Some records:
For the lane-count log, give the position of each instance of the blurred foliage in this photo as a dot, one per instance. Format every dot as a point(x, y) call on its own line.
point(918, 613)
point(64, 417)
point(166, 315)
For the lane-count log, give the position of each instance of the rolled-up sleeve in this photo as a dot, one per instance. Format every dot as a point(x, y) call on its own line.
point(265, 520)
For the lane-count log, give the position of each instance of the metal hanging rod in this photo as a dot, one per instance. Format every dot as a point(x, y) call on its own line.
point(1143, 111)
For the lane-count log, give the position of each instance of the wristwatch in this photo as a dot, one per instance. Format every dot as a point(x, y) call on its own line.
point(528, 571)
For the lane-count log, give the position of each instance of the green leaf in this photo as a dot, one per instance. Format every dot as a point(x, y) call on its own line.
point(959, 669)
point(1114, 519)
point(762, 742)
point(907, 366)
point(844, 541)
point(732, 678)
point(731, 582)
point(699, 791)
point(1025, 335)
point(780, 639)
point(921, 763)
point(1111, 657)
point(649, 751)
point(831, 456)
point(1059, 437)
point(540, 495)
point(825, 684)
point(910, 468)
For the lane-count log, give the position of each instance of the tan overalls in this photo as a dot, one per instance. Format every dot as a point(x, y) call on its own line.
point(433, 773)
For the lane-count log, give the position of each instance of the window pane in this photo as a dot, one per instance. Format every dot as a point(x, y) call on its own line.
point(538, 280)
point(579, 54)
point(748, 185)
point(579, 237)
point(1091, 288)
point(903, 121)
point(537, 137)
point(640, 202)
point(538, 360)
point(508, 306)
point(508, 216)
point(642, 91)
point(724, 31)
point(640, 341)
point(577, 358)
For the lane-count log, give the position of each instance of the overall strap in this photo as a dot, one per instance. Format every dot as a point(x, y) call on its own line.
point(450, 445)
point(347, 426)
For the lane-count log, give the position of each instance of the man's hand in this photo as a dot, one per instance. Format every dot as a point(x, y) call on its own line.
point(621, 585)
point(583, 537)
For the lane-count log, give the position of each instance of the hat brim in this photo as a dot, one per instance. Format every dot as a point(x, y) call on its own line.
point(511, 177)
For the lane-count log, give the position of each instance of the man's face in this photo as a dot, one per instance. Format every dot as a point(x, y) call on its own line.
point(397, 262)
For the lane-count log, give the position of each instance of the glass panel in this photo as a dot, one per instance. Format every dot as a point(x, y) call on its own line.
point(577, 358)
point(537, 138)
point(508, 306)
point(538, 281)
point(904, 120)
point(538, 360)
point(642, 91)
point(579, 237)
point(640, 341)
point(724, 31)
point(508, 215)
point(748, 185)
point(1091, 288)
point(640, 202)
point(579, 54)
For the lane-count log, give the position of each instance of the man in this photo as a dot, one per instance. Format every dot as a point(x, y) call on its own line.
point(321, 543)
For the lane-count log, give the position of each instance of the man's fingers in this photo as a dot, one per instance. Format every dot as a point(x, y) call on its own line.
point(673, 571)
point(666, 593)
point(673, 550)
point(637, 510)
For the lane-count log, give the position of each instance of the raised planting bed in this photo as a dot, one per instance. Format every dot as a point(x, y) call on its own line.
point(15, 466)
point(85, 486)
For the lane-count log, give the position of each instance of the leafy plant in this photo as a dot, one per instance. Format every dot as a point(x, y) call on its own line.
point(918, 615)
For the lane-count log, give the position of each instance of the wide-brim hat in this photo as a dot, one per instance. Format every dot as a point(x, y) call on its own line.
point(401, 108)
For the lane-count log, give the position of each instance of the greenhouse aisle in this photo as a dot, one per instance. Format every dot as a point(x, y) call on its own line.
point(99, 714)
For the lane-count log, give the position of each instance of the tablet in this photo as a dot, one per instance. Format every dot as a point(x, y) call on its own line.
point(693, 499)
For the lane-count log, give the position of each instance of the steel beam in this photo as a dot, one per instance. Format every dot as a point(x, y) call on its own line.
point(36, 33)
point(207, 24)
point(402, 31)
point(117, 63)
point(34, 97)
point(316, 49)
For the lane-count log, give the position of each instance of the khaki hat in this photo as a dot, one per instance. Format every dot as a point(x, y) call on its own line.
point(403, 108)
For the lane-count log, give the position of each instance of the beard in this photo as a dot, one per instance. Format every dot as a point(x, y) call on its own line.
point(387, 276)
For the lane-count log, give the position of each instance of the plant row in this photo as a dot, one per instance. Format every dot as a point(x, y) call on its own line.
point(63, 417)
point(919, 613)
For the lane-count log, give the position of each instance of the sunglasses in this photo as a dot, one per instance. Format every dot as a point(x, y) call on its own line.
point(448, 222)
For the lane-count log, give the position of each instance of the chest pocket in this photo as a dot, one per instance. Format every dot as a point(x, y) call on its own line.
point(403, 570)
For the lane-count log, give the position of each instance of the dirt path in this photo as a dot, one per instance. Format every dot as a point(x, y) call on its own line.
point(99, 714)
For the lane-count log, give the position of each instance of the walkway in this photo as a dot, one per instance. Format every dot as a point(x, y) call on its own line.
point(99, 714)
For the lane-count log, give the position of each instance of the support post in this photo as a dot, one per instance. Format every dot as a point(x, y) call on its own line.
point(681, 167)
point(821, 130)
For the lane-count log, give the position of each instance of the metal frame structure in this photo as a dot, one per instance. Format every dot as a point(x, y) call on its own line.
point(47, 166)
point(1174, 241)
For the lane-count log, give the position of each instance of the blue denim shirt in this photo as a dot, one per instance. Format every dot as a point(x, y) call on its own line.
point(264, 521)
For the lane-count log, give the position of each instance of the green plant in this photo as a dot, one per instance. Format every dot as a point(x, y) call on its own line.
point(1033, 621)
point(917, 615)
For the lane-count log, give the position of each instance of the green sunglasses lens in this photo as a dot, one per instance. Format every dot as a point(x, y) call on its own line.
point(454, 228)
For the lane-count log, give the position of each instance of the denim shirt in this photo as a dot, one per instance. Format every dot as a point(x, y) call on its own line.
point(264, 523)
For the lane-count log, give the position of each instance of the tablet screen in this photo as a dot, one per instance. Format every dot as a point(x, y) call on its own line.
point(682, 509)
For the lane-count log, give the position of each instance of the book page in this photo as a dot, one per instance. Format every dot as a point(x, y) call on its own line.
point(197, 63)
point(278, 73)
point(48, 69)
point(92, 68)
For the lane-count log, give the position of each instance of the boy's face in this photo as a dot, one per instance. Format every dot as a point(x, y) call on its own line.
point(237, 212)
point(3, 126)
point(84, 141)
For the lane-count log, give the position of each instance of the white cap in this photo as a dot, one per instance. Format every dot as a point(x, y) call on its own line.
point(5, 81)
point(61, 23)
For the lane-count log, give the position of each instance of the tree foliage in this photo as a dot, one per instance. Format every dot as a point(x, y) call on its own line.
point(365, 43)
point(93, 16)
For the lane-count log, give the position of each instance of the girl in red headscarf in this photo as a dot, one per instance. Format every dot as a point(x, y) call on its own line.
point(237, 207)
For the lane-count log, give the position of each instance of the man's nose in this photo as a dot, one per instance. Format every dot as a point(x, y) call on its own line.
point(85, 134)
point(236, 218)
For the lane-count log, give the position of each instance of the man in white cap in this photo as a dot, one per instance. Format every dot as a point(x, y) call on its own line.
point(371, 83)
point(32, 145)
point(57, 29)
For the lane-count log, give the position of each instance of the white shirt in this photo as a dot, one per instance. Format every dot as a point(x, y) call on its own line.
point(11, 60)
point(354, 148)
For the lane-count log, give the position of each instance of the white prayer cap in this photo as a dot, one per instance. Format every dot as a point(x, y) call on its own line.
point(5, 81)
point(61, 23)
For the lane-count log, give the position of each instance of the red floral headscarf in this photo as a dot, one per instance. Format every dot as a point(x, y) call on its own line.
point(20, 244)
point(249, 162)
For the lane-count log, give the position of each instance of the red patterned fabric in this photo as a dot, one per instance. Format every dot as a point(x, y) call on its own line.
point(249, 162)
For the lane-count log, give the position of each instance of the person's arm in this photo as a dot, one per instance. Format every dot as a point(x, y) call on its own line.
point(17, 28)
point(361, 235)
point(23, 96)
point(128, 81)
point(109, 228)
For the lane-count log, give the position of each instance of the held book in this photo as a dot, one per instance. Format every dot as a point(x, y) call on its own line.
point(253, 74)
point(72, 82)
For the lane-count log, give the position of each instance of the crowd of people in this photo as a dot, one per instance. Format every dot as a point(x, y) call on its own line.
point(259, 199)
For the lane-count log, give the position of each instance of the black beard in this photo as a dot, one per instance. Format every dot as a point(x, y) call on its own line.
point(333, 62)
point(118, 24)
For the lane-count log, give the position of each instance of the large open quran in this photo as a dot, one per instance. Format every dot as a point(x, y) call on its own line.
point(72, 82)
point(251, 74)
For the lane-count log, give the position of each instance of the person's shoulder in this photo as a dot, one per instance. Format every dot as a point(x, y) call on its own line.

• WHAT YOU WILL DO
Copy out the items above word for word, everything from the line containing "the tablet in" down to the line containing "point(821, 130)", with both of those lines included.

• ANSWER TO THIS TASK
For the lane-count log, give the position of each instance of the tablet in this photo as a dot, one per instance. Format every dot as a point(x, y) call on its own line.
point(693, 499)
For the lane-count log, give the position of each instance of the steel beam in this photo as a dot, one per instance. Format every dot as a point(x, y) call on its own line.
point(36, 33)
point(207, 24)
point(402, 31)
point(117, 63)
point(34, 97)
point(316, 49)
For the lane-count log, give the position of each instance of the khaki hat in this photo as a dot, one per instance. Format every dot as a point(x, y) call on its own line.
point(403, 108)
For the lane-count log, give the position of each instance of the beard in this photo as a dot, one per instance. Format every dot as a point(x, y) call on its own line.
point(387, 276)
For the lane-count log, give the position of each instance of the plant row in this photo as a dot, one per instance. Format every dot as a point(x, y) call on its own line.
point(63, 417)
point(919, 613)
For the lane-count log, give the position of each instance of the sunglasses in this photo as a dot, one per instance. Format every dot as a point(x, y) call on its own line.
point(448, 222)
For the lane-count log, give the position of each instance of the chest pocket in this photo as a dot, one per instance. Format every dot as a point(x, y) call on its own line.
point(403, 570)
For the lane-count log, give the position of each instance of the dirt path in this photo as a dot, one per instance. Format every dot as a point(x, y) call on its own line.
point(99, 714)
For the lane-count log, give the position of each instance of the walkway in this photo as a dot, one per instance. Format every dot as a point(x, y) call on its own line.
point(99, 714)
For the lane-count log, give the position of each instance of the support post in this photo as a dot, one per instance. Format every dot as a point(x, y) call on its own line.
point(681, 167)
point(821, 130)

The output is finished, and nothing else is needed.